### TASKS TO COMPLETE
1 > List every phrase in the Memorial Day piece on the National Guard that uses "best" or "most" to describe the Guard.
2 > Extend the Memorial Day piece on the National Guard beyond its final sentence.
[[ DOCUMENT PASSAGE open ]]
By Gen. Craig R. McKinley - 05/24/11 10:41 PM EDT
It’s hard to believe another Memorial Day is here. It seems that in today’s world, time rushes by and before we know it, we’ve come full circle.
Another case in point — nearly 10 years has passed since September 11, 2001. Surely all of us remember where we were and what we were doing on that fateful morning. It’s hard to believe almost 10 years have come and gone.
But volunteering is the DNA upon which the National Guard was founded. For almost 375 years, indeed since 1636, when citizens of the colonies laid down their plows and picked up their muskets to protect their fellow citizens, America’s National Guard has been there. We have never missed the call.
In today’s wars, our Soldiers and Airmen contribute mightily. The wars in Iraq and Afghanistan have taken a great toll. Some 6,000 members of our armed forces have given their lives. As I write this, more than 650 citizen-Soldiers and -Airmen from the National Guard have perished since 9/11.
Your National Guard has undergone an historic transformation over the last 10 years, becoming today what can only be referred to as a national treasure.
What the nation has now in its National Guard is the best trained, best equipped and most experienced Guard ever. We have become an operational force with myriad capabilities that span the full spectrum of military operations. And, we still maintain our community-based perspective, responding to help our fellow citizens in time of need here at home.
This is somewhat different from the National Guard people may remember from 10 or more years ago. In those days, resources were not focused in the same way as they are today.
Now, it’s an entirely different story. Our country relies on, even at times depends on, the proven skills and abilities of our National Guard Soldiers and Airmen, and resources it with that in mind.
As the landscape of tomorrow stretches out before our nation, I believe we must take to the task of considering what the Guard of the future might look like.
The country will most certainly expect us to continue to be ready, trained and capable, just as we have been for the better part of the last 10 years. But, resources are precious. I know decisions about the Guard of the future won’t be taken lightly, and I’m looking forward to being part of the process.
[[ DOCUMENT PASSAGE closed ]]
[[ DATA SHOWN open ]]
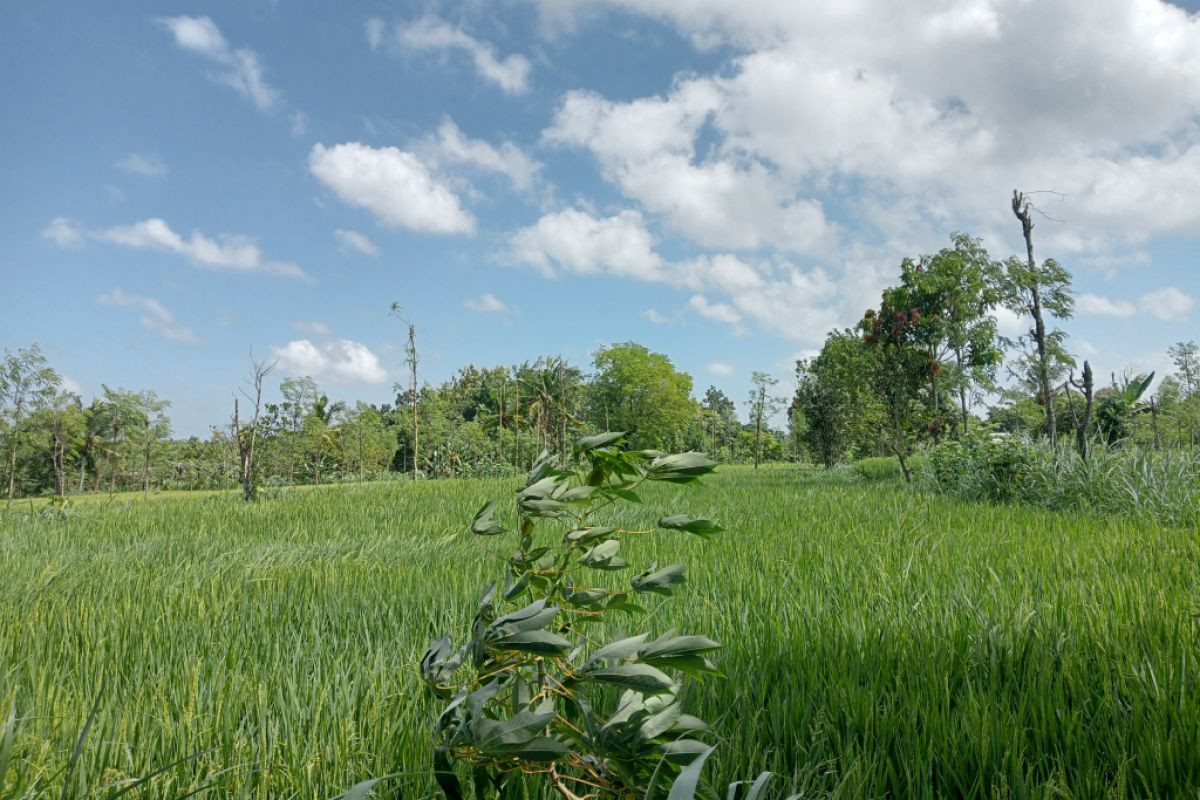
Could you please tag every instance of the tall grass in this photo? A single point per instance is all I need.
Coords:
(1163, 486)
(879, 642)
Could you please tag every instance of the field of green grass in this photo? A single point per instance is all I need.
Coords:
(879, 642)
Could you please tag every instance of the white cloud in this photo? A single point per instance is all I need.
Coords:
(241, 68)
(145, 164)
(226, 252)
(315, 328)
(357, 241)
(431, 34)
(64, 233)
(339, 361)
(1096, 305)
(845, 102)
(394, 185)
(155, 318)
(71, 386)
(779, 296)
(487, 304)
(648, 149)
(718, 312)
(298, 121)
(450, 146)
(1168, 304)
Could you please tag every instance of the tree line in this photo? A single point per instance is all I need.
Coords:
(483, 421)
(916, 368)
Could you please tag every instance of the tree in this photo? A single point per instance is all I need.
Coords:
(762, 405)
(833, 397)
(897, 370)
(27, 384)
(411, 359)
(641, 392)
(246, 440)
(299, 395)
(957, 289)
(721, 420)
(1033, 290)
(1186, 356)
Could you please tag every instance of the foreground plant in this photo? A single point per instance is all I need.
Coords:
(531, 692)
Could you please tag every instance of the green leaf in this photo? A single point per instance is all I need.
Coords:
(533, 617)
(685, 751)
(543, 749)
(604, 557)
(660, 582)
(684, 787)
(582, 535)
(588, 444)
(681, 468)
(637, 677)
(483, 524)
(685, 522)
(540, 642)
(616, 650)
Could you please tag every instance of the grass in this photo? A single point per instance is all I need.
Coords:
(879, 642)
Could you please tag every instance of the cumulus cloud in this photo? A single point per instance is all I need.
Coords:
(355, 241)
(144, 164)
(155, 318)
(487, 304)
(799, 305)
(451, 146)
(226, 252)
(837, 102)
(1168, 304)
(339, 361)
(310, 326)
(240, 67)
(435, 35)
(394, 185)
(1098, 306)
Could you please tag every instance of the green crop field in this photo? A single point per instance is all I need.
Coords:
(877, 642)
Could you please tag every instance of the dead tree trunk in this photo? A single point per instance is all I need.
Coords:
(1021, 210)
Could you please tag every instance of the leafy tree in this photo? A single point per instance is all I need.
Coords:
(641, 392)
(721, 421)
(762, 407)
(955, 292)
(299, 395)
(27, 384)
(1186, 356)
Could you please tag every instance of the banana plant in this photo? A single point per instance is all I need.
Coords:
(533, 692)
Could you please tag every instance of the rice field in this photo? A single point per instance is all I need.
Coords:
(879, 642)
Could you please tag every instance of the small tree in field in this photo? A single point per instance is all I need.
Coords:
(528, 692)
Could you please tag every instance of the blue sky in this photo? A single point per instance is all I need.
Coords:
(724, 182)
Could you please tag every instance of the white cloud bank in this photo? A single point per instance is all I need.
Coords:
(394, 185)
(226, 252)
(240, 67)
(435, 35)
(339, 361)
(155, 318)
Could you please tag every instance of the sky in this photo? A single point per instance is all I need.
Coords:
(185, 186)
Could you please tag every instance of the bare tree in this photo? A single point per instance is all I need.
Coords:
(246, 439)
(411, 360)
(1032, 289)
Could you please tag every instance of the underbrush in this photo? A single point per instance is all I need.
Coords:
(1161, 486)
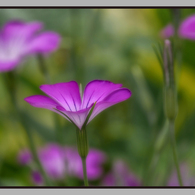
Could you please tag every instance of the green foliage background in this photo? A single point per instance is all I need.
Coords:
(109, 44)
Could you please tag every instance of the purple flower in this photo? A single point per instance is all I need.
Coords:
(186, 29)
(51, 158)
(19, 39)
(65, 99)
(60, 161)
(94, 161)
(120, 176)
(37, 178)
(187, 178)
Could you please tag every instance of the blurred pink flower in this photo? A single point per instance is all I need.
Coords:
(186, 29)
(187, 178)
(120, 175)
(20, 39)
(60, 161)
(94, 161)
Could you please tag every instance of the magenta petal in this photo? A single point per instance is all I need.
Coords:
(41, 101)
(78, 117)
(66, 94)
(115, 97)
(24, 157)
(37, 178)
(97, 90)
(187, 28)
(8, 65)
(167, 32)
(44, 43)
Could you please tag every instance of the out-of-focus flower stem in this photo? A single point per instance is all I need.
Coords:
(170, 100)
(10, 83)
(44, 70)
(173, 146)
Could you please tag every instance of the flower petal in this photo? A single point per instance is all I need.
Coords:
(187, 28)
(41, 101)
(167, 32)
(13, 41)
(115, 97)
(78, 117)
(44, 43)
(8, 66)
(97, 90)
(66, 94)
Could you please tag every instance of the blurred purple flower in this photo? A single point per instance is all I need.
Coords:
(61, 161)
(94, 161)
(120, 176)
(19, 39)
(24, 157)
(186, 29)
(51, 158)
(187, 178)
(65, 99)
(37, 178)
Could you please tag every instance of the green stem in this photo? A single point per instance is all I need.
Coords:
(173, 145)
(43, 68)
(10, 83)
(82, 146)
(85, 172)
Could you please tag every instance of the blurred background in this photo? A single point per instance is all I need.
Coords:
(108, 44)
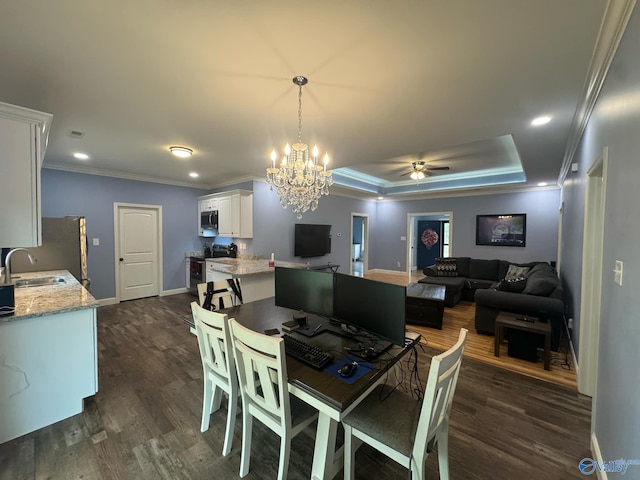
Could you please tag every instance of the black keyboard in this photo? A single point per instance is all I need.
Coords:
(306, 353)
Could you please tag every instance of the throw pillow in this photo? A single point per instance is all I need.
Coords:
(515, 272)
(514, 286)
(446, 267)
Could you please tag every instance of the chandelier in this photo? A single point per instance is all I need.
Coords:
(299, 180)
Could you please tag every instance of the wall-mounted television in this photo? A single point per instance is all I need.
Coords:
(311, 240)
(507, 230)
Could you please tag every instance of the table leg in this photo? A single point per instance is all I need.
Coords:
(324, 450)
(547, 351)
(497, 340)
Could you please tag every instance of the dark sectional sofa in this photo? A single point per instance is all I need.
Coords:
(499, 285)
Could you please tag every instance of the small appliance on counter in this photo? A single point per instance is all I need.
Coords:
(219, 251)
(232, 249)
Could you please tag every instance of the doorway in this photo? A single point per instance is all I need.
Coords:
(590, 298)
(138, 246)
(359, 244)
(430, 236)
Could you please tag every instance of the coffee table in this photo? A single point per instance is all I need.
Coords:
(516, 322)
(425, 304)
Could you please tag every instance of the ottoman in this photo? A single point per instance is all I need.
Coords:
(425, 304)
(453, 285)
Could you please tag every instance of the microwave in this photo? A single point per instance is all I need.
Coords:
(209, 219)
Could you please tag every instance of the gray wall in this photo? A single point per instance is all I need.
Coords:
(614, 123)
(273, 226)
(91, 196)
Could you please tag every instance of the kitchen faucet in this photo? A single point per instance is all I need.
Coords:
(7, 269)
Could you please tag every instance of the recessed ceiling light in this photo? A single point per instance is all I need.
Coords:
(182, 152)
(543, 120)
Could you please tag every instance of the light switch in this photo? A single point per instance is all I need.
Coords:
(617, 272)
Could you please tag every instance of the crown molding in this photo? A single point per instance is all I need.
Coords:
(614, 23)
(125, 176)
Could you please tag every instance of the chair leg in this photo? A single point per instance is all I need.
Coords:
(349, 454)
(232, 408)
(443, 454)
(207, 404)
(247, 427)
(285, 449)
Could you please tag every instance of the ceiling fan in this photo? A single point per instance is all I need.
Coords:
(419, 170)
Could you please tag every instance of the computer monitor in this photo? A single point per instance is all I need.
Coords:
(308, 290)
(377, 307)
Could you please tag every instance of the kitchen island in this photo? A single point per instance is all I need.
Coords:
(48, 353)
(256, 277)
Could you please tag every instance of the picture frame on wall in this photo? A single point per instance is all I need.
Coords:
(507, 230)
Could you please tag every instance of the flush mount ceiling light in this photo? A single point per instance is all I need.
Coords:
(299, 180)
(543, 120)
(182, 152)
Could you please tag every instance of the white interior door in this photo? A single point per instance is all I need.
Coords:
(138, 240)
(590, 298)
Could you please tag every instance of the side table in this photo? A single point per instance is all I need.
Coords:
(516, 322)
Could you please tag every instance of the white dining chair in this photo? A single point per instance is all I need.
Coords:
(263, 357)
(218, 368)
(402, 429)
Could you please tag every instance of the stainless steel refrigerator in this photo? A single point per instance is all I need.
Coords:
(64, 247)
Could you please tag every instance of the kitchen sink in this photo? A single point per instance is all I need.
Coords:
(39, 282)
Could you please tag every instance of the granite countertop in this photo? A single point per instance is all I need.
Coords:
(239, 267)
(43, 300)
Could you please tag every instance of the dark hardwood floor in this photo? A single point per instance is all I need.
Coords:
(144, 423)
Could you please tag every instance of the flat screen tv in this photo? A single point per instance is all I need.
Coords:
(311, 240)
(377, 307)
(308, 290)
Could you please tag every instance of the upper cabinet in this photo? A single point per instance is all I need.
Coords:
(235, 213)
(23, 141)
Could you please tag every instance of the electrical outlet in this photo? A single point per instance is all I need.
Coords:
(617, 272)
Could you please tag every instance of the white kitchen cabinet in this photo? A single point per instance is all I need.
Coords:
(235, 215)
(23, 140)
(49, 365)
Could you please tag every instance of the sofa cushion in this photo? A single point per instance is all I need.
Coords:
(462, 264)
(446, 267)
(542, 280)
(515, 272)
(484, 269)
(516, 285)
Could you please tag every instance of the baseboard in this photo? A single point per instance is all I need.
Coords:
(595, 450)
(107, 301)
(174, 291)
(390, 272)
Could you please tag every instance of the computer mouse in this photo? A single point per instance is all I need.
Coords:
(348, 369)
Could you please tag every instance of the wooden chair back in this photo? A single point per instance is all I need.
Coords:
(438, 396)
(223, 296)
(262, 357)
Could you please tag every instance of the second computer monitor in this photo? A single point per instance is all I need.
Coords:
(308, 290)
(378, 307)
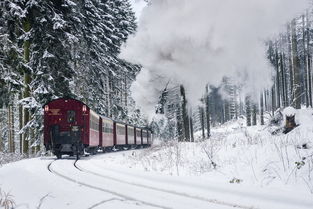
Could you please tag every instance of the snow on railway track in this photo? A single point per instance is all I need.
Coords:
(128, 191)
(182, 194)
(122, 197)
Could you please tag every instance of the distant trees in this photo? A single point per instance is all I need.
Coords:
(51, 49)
[[ DATA SHOWN closed ]]
### RESPONSE LIST
1 >
- best trained
- best equipped
- most experienced

2 >
Perhaps, more importantly, focusing on the Guard’s future is the best way to honor all of our fallen. These brave men and women did more for our country than pay the ultimate sacrifice. They led the way through the creation of our nation.
They fought and died in the Civil War, WWI, WWII, Korea, Vietnam, the first Gulf War and more. They broke out of the Cold War mindset, led the way through this decade-long transformation, and helped shape this 21st-century National Guard, which is unlike any other in our history. What a wonderful legacy. What a tremendous value to America.
Memorial Day has roots that go back to a time when summers were for planting crops and tending fields rather than for vacation planning. I certainly don’t have to tell Americans that Memorial Day is far more than the beginning of summer.
Simply put, Memorial Day is set aside to remember those who have given their lives for our nation.
We can ill afford to forget our fallen or their sacrifices. Honoring them should not simply be a function of our thoughts but can and should be manifested through our deeds throughout the year.
As you reflect on this Memorial Day, I ask each of you to remember all who have given their lives serving our great nation through the course of our history. They are all — each and every one — heroes. And, please remember their families. Wish for them comfort amid their grief.
McKinley is chief of the National Guard Bureau.